RECORDS SUPPLIED:
· · · · · · ·

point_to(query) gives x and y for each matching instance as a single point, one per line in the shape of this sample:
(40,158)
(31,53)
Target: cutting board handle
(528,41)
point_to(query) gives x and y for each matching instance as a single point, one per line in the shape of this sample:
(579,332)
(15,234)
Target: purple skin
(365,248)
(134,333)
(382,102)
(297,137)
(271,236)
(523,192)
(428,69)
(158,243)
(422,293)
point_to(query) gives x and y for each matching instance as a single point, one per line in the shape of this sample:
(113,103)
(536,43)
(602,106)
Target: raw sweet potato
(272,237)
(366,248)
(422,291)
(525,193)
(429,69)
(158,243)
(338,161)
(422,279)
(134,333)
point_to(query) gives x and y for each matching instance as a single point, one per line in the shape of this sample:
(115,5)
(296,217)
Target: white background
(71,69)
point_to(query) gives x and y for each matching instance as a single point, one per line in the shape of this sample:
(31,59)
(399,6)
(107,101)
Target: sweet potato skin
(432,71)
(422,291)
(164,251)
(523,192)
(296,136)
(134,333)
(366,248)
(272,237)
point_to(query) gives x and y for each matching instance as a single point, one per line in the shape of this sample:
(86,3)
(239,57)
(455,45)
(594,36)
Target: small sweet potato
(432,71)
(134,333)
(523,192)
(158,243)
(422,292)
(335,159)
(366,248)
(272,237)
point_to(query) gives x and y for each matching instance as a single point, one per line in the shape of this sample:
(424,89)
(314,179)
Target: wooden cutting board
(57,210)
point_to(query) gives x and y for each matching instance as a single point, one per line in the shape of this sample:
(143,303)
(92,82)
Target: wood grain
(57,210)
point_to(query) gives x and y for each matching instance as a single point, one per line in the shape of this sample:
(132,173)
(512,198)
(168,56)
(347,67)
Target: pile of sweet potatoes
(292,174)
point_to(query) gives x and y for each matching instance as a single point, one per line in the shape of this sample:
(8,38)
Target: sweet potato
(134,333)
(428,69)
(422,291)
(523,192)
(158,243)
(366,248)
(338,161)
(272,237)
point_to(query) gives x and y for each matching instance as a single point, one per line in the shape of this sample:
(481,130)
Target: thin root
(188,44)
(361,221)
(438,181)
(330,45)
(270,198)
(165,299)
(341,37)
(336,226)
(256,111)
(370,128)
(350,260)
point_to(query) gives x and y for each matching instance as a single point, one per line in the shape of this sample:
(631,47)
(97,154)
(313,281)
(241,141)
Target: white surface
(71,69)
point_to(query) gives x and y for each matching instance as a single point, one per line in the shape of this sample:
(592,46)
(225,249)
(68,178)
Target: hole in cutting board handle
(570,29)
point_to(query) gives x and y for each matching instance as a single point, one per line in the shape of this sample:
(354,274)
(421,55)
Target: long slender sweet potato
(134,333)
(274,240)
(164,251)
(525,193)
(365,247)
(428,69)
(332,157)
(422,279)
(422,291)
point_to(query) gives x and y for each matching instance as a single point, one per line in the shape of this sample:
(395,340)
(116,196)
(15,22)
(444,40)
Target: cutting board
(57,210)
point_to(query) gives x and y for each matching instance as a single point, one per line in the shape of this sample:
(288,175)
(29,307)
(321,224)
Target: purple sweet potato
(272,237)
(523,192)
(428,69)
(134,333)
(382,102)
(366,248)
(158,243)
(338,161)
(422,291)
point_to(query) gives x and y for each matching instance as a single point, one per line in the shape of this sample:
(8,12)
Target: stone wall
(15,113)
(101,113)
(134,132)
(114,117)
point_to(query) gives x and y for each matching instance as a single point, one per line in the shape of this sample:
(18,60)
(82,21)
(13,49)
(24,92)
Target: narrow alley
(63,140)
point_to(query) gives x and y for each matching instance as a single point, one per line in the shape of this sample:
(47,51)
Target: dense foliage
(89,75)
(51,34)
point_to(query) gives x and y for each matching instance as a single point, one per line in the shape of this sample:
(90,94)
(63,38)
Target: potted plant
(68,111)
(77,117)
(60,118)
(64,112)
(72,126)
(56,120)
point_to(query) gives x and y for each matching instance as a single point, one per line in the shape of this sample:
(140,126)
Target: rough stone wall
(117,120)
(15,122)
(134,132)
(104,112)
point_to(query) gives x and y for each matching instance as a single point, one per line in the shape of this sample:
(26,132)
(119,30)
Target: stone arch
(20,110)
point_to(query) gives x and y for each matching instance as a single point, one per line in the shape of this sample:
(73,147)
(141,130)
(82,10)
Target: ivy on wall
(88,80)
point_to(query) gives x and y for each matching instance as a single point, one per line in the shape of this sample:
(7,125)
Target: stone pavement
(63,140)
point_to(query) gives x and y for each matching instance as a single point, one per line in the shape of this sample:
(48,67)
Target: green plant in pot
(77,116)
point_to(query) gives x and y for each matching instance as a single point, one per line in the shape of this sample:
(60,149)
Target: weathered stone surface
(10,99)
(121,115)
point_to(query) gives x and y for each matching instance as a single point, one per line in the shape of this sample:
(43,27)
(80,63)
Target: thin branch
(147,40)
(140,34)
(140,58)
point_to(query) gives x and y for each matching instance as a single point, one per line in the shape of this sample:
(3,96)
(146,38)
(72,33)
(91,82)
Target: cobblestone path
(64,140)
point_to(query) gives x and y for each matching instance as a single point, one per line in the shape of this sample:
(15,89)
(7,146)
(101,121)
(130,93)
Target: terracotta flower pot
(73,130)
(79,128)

· · · · · · ·

AIM OF THE TASK: Print the whole listing exactly as it is.

SOLVED PROBLEM:
point_to(query) gives x and y for each matching instance as a single point, one per line in the shape of this sample:
(40,158)
(31,53)
Target: cutting board handle
(528,41)
point_to(query) gives x and y for each matching instance as a single point, one per line in the shape of this sample:
(579,332)
(15,234)
Target: purple skin
(365,248)
(134,333)
(382,102)
(297,137)
(271,236)
(523,192)
(428,69)
(158,243)
(422,293)
point_to(query) gives x and y for each matching instance as a single point, one per line in the shape of this sample:
(113,103)
(536,43)
(602,106)
Target: raw sweet potato
(272,237)
(366,248)
(422,291)
(525,193)
(429,69)
(158,243)
(338,161)
(422,279)
(134,333)
point_to(query) gives x and y for each matching instance as a single point, one per line in the shape of this sample:
(115,5)
(296,217)
Target: white background
(71,69)
point_to(query) gives x and y for each matching instance as a single point, one per line in the shape of this sample:
(31,59)
(399,6)
(107,101)
Target: sweet potato skin
(432,71)
(422,291)
(164,251)
(523,192)
(296,136)
(134,333)
(366,248)
(272,237)
point_to(query) gives x and y for each matching instance as a single point, one per line in the shape of this sample:
(86,3)
(239,57)
(455,45)
(594,36)
Target: small sweet potato
(432,71)
(134,333)
(523,192)
(158,243)
(422,292)
(335,159)
(366,248)
(272,237)
point_to(query) gives x and y for each matching instance as a single point, one per line in the shape of this sample:
(424,89)
(314,179)
Target: wooden cutting board
(57,210)
point_to(query) gives x and y for each matching instance as a single point, one per line in the shape of this sample:
(143,303)
(92,82)
Target: wood grain
(57,210)
point_to(query) gives x and y for each matching instance as a single point, one per line in the shape of this sample:
(132,173)
(512,198)
(168,56)
(347,67)
Target: pile of sweet potatoes
(292,174)
point_to(query) gives x and y for each matching instance as a single point, one per line in the shape of this sample:
(8,38)
Target: sweet potato
(134,333)
(428,69)
(422,291)
(523,192)
(158,243)
(366,248)
(338,161)
(272,237)
point_to(query) gives x and y for each matching instance as a single point, one per line in the shape of this sample:
(481,130)
Target: thin root
(188,44)
(361,221)
(438,181)
(330,45)
(270,198)
(165,299)
(341,37)
(336,226)
(256,111)
(370,128)
(350,260)
point_to(query) gives x and y for each matching instance as a single point, one per line in the shape of this sample:
(631,47)
(97,154)
(313,281)
(241,141)
Target: white surface
(71,69)
point_to(query) gives x and y for each matching instance as a single point, one per line in the shape of this sample:
(592,46)
(225,249)
(68,178)
Target: hole in cutting board handle
(570,29)
point_to(query) gives x and y for each matching instance as a single point, one per line in the shape of this sample:
(354,274)
(421,55)
Target: long slender sweet potato
(134,333)
(274,240)
(164,251)
(525,193)
(365,247)
(428,69)
(332,157)
(422,279)
(422,291)
point_to(query) gives x and y for each matching instance as a single point, one per line in the shape of this sample:
(395,340)
(116,196)
(15,22)
(444,40)
Target: cutting board
(57,210)
point_to(query) gives x and y for each matching instance as a single point, one per line in the shape of this sample:
(288,175)
(29,307)
(321,224)
Target: purple sweet potato
(272,237)
(523,192)
(428,69)
(134,333)
(382,102)
(366,248)
(158,243)
(338,161)
(422,291)
point_to(query) gives x and y for each matching instance as a single point, one per line in the shape of this sample:
(8,12)
Target: stone wall
(15,113)
(101,113)
(134,132)
(114,117)
point_to(query) gives x and y for each matching instance as a single point, one per line in the shape of this sample:
(18,60)
(82,21)
(13,49)
(24,92)
Target: narrow alley
(63,140)
point_to(query) gives x and y for each matching instance as a single point, one per line in the shape of this sample:
(47,51)
Target: dense foliage
(89,75)
(51,34)
point_to(query) gives x and y for each matching instance as a single point, one per line in the shape of this sample:
(90,94)
(63,38)
Target: potted plant
(68,111)
(77,117)
(60,118)
(64,112)
(72,126)
(56,120)
point_to(query) gives x and y for each matching instance as a single point, one per line in the shape of this sample:
(140,126)
Target: rough stone wall
(117,120)
(15,122)
(134,132)
(104,112)
point_to(query) gives x and y for each matching instance as a single point, one per line in the shape of this sample:
(26,132)
(119,30)
Target: stone arch
(20,110)
point_to(query) gives x and y for each matching instance as a single point, one per line in the shape of this sample:
(73,147)
(141,130)
(82,10)
Target: ivy on wall
(88,80)
point_to(query) gives x and y for each matching instance as a single point, one per line in the shape of this sample:
(7,125)
Target: stone pavement
(63,140)
point_to(query) gives x and y for each matching instance as a single point, one per line in the shape of this sample:
(48,67)
Target: green plant in pot
(77,116)
point_to(query) gives x and y for each matching instance as a single point, one per line in the shape of this sample:
(60,149)
Target: weathered stone surface
(10,99)
(121,115)
point_to(query) gives x and y for each matching instance as a single point, one per line in the shape of this sample:
(43,27)
(80,63)
Target: thin branch
(147,40)
(140,34)
(140,58)
point_to(query) gives x and y for each matching instance as a single point, one per line in the shape of this sample:
(3,96)
(146,38)
(72,33)
(91,82)
Target: cobblestone path
(64,140)
point_to(query) gives x and y for each matching instance as a single point, one per line in the shape of this sample:
(15,89)
(7,146)
(101,121)
(130,93)
Target: terracotta flower pot
(73,130)
(79,128)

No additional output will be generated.